Texto extraído:
■ ■ ■ ■
En esta ocasión, Irurzun ha dejado a un lado su humor más adulto para hundir sus teclas en una historia que bebe del realismo mágico, radicada en el cuasi imaginario pueblo de Zarraluki, un montañoso lugar que cuenta con faro y equipo de remeros.
LOS INGREDIENTES Y LA SALSA Patxi Irurzun, haciendo honor al tono que preside su nueva novela, recordaba ayer el refrán Cuando hay buen unte, no hay pan duro, una excusa perfecta para desgranar los entresijos y las claves de su libro cual si fueran ingredientes y salsa del mismo. “Esta novela se ha amasado con diferentes ingredientes, con diferentes ideas, casualidades, que yo he ido echando en la bolsa del pan duro durante algún tiempo. Una de ellas, la que me llevó a escribir el libro, surgió durante una temporada en la que estuve viviendo en un pueblecito del Goierri, aprendiendo euskera, en el que había un bar rockero que tenía un inconveniente, y es que cuando el dueño se enfadaba con su novia, lo cerraba y nunca sabías cuando lo iba a volver a abrir, o si la pareja se iba a reconciliar”. Bajo esa premisa inicial, Irurzun escribió un cuento, titulado El pan nuestro de cada día, que se desarrollaba en un pueblo llamado Zarraluki, “en el que había un panadero que cuando se enfadaba con su novia, no hacía pan, por lo que todos los habitantes dependían de su relación amorosa”.
■ ■ ■ ■
Conjunto de registros:

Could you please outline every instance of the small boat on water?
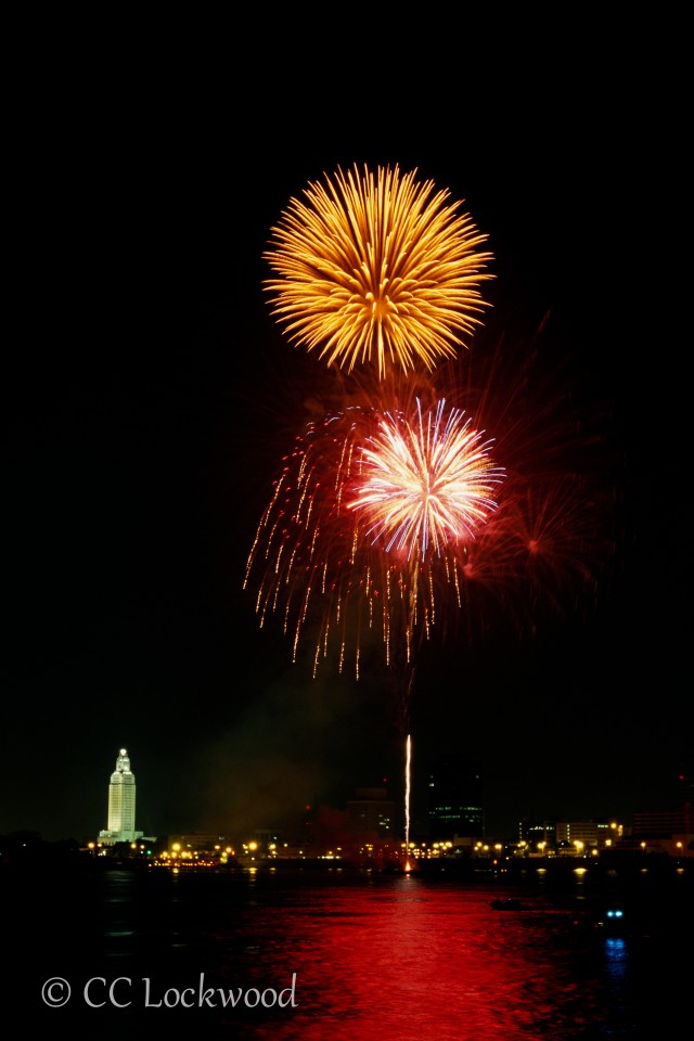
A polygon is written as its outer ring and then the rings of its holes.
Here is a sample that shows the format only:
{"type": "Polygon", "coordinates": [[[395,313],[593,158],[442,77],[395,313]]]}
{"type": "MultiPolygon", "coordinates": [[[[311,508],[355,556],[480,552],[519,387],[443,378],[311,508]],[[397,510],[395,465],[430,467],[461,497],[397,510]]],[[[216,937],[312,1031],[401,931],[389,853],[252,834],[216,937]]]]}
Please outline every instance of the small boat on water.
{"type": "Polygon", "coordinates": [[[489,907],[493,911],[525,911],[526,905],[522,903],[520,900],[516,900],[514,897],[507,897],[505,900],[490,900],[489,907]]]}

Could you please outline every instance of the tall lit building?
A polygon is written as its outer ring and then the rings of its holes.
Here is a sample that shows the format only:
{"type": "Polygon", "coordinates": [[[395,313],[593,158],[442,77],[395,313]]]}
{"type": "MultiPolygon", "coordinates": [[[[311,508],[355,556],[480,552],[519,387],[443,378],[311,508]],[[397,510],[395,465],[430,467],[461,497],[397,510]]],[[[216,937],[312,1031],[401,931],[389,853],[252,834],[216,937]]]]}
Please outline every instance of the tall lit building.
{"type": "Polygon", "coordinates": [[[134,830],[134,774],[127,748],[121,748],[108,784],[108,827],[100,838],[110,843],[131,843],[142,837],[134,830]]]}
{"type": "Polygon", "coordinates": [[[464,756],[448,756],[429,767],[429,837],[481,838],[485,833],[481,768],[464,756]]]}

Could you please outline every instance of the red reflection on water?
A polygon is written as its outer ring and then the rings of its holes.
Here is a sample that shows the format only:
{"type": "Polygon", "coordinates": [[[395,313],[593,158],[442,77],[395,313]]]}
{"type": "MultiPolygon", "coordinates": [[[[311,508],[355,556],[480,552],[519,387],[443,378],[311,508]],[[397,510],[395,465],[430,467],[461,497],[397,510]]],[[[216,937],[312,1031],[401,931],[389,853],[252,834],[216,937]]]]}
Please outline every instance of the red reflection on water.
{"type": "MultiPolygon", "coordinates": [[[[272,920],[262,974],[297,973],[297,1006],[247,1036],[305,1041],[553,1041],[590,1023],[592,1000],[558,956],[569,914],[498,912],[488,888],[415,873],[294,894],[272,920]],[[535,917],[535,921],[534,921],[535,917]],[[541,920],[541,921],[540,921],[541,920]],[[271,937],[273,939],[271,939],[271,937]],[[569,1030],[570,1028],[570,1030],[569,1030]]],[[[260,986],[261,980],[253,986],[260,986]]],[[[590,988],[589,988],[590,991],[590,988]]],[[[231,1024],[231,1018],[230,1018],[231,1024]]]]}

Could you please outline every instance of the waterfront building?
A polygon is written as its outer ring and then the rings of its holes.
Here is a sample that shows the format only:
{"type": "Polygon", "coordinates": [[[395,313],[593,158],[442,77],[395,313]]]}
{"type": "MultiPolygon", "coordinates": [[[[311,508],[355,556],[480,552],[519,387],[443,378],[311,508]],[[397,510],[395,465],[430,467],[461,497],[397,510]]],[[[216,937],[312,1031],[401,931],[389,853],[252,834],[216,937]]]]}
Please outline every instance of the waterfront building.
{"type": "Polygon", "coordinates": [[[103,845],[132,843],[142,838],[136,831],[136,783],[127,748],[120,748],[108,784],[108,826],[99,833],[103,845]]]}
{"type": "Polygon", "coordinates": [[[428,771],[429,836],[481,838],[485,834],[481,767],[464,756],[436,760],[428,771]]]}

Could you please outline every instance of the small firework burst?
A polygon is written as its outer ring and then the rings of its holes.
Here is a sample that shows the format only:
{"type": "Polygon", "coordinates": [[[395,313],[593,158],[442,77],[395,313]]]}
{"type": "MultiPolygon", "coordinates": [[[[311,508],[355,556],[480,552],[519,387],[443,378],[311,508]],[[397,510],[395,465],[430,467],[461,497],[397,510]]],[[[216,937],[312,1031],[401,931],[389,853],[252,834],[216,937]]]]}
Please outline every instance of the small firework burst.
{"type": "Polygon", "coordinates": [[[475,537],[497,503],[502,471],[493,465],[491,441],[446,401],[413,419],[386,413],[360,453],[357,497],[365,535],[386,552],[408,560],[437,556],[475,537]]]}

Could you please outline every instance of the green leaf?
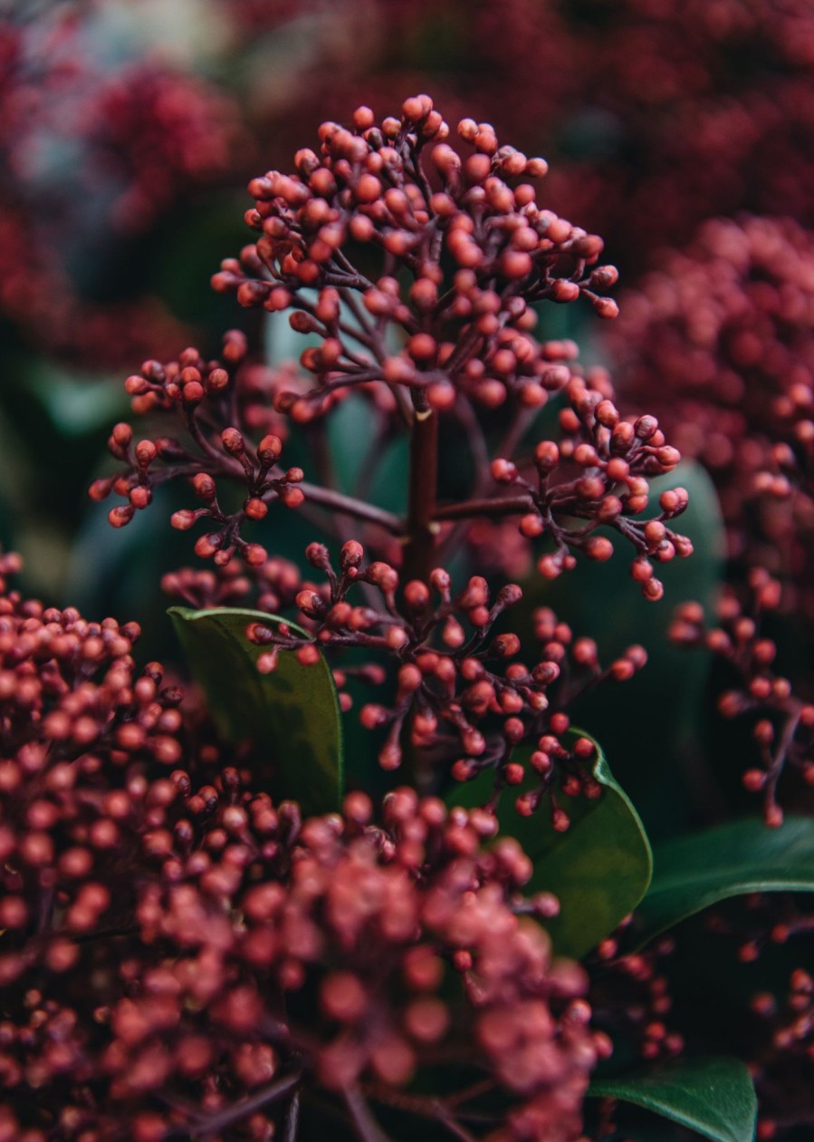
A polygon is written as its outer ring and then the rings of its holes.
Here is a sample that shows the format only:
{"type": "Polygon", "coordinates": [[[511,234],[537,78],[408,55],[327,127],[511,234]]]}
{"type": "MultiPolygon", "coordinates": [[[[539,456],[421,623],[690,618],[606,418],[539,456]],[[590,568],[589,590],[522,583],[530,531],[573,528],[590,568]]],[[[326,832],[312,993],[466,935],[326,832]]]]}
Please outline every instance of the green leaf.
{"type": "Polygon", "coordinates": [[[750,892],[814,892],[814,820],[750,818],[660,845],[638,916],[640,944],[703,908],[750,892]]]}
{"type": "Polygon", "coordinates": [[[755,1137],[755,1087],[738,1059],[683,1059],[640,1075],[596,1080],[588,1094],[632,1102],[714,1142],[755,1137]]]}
■ ■ ■ ■
Complete lo siguiente:
(a) Convierta en una lista breve el párrafo del texto extraído que comienza con "En esta ocasión, Irurzun". Conserve sus datos principales.
(b) Resuma el texto extraído en dos oraciones.

Respuestas del ejercicio:
(a)
- Irurzun deja a un lado su humor más adulto.
- La historia bebe del realismo mágico.
- Transcurre en Zarraluki, un pueblo cuasi imaginario y montañoso.
- Zarraluki cuenta con faro y equipo de remeros.

(b) Patxi Irurzun presenta una nueva novela que bebe del realismo mágico y transcurre en Zarraluki, un pueblo cuasi imaginario y montañoso con faro y equipo de remeros. La idea que lo llevó a escribirla surgió de un bar rockero de un pueblecito del Goierri que su dueño cerraba cuando se enfadaba con su novia, y de ahí nació el cuento El pan nuestro de cada día, sobre un panadero de Zarraluki que en esos casos no hacía pan.